Stated exercise:
Write out the material again word for word, dropping any images it holds.

------ Material

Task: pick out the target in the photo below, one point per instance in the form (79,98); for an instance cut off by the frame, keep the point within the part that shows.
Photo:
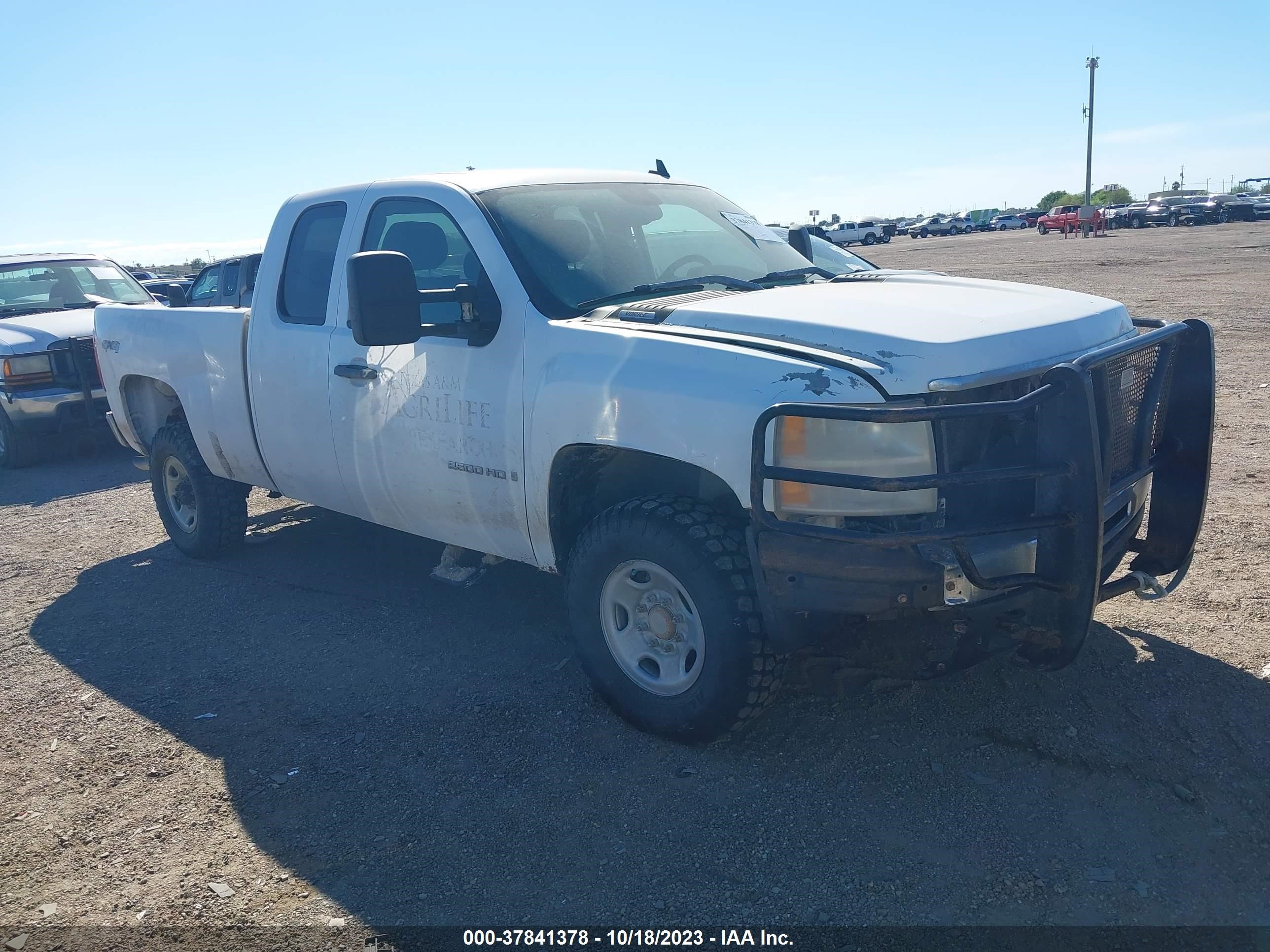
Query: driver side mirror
(384,304)
(383,300)
(176,295)
(801,240)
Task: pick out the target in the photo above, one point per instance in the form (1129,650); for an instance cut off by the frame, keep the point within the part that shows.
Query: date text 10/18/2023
(624,937)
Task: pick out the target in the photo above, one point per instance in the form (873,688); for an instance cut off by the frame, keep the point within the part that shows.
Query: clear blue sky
(159,131)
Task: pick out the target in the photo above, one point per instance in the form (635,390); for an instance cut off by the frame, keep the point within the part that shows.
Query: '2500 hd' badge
(483,471)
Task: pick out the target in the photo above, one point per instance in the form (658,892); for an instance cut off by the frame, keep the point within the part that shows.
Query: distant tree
(1051,199)
(1116,196)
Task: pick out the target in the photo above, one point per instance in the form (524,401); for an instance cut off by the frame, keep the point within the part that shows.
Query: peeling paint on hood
(917,327)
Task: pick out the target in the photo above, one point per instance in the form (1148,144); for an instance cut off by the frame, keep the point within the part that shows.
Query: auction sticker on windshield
(753,228)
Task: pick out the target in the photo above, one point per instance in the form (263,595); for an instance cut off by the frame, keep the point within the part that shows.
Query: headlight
(26,370)
(858,448)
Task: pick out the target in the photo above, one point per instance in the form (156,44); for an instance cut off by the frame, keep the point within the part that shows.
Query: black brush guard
(1093,447)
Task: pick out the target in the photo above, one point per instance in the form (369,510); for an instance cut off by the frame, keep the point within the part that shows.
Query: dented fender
(685,398)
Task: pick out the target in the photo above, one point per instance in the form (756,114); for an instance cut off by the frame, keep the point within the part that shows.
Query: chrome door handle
(356,371)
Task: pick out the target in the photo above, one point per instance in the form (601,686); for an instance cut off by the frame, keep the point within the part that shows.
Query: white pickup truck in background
(49,381)
(727,448)
(847,233)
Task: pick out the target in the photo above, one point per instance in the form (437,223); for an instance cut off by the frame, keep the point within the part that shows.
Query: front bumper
(1121,424)
(54,409)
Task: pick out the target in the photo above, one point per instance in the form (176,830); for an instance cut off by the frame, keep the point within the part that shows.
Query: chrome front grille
(1122,387)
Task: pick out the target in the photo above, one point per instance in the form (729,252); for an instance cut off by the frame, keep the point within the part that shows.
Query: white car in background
(1006,223)
(846,233)
(49,377)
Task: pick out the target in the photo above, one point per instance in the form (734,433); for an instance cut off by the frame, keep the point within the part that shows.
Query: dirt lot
(387,750)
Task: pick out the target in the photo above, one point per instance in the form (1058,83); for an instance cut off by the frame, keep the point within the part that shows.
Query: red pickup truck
(1066,217)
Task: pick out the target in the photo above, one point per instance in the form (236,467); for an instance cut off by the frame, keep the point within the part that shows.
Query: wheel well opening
(587,479)
(150,404)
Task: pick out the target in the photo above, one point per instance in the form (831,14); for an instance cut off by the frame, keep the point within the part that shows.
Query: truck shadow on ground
(73,465)
(450,767)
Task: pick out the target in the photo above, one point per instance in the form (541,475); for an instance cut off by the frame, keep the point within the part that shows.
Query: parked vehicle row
(49,374)
(1191,210)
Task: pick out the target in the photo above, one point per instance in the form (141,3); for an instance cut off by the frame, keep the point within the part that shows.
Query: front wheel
(205,514)
(665,618)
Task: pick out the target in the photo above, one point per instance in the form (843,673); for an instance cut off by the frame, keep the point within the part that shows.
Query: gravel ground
(388,750)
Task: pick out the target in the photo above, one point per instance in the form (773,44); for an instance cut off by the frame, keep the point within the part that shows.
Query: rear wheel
(665,618)
(17,448)
(205,514)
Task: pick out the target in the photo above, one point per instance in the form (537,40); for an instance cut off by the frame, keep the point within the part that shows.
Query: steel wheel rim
(179,494)
(652,627)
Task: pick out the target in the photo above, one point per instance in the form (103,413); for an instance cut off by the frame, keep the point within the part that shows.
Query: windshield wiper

------------

Final result:
Task: pick out the target in the photo below, one point per instance in the form (79,98); for an instance cut off by the frame, keep the point within the part that shows.
Photo:
Query: driver side mirror
(384,304)
(383,300)
(176,295)
(801,240)
Task: pick out the target in the photo above, one point per instance in the form (1129,650); for an instance cut off by the frame, keep the point within the part that shows.
Query: date text 10/18/2023
(624,937)
Task: pick out the target in the photo above, one point per instance in the form (873,688); for an instance cut off by the frame, keep the point within the part that shows.
Query: clear blue sky
(159,131)
Task: pick out the target in the photo above, one point per instance in the form (635,390); for an instance cut off by the frame, keep the point within the part that shows.
Query: '2500 hd' badge
(483,471)
Task: pick out the target in the photo above, one point per instance in the form (658,892); for an instance cut off by the frame, keep the point within the part that shows.
Query: distant tree
(1051,199)
(1116,196)
Task: pick out the target in the photo above, one point per instance in the form (524,401); for an instance cut off by the frame, keep the point within the part that shows.
Query: peeling paint on hood
(917,327)
Task: pick out the target in the photo above, one point per instance in the form (1148,144); for an instance cut off by the frame, keep the point within the part that shows.
Query: auction sticker on windshield
(753,228)
Task: pick out the target in the photo above, one point per instance in the form (263,595); for an instance cut off by the frame, keep the point within the part that shows.
Query: headlight
(26,370)
(858,448)
Task: pick out the target in the photo above, one point per instance in the form (156,44); for an instance cut off by the frame, keep the point within the part that shows.
Query: black brush guard
(1093,447)
Task: pick out the target in the photo above, one point per instance in the form (369,510); for an instance cut off by the frame, keep the point within the part that shows.
Query: dented fender
(685,398)
Task: pick out the target in the photo above, one point per instance in the form (756,114); for an instance cut off by the frame, keep the point within the part that shows.
Query: chrome door handle
(356,371)
Task: pick out the target in the photo above, one point per instance in the form (601,686); for an instance cut off by the frame, keep the point within the part that shows.
Query: white pickup truck in background
(49,381)
(727,448)
(847,233)
Task: pick out the target in the photo above, one point per instance in the form (437,223); for an instance cut off by the frame, keep the point within the part that shows.
Query: front bumper
(1121,424)
(54,409)
Task: pick out the target in the photo above, one point per instance in the form (176,830); for an instance cut off by the frame, keep the point within the part that shows.
Query: chrome front grille
(1122,387)
Task: pick out the target in the photo above, one point per instance in the form (729,252); for an instance cut off by the frame, keep the point within the part that shows.
Query: white car in background
(1006,223)
(846,233)
(49,377)
Task: pick out the target in the photo above, one point per instance in the form (734,433); for an instance cut off by the frame, keep the point within the part that shows.
Query: dirt lot
(387,750)
Task: pick out the target in the photo above, one point per instance in the form (1058,83); for an instance cut off by the frame, keep the point within the part that shows.
Query: red pickup truck
(1066,217)
Task: pick out the target in the photo above, one point per instance in the form (236,467); for an instance cut off by the frame, keep the point within the part that shows.
Query: wheel well opening
(587,479)
(150,404)
Task: pick out the target in the photo above, one point per instance in the form (831,14); for an instance cut off by the frame, keep the point within the part that shows.
Query: truck shadow on ground
(73,465)
(450,767)
Task: pick out the target in the photo above, one point per instance in the form (541,475); for an instance cut off by the frame, keep the point within the part that shows.
Query: parked vehicle row
(49,374)
(1191,210)
Task: pick out the target in the photo above, one point per instance in the form (141,3); for an instance cut off by the frame, keep the point within the part that shows.
Query: front wheel
(205,514)
(665,618)
Task: pick out the target in the photo above, one point per instance in the form (843,673); for an instance cut off by the frame, keep the point within the part that shows.
Query: gravel ground
(388,750)
Task: pick out the target in the photo above, one point per instance in the form (773,44); for an instance cut off by the frame, keep the point within the part that shows.
Query: rear wheel
(665,618)
(17,448)
(205,514)
Task: pick out the target in the photo above, one point per instance in the form (537,40); for an instance cut off by the frame, keep the point within the part that shows.
Query: steel wheel rim
(179,494)
(652,627)
Task: pick out the target in the photo above, one point per instance in the form (103,413); for an instance cut off by the frame, keep the point within the part that shows.
Query: windshield wiper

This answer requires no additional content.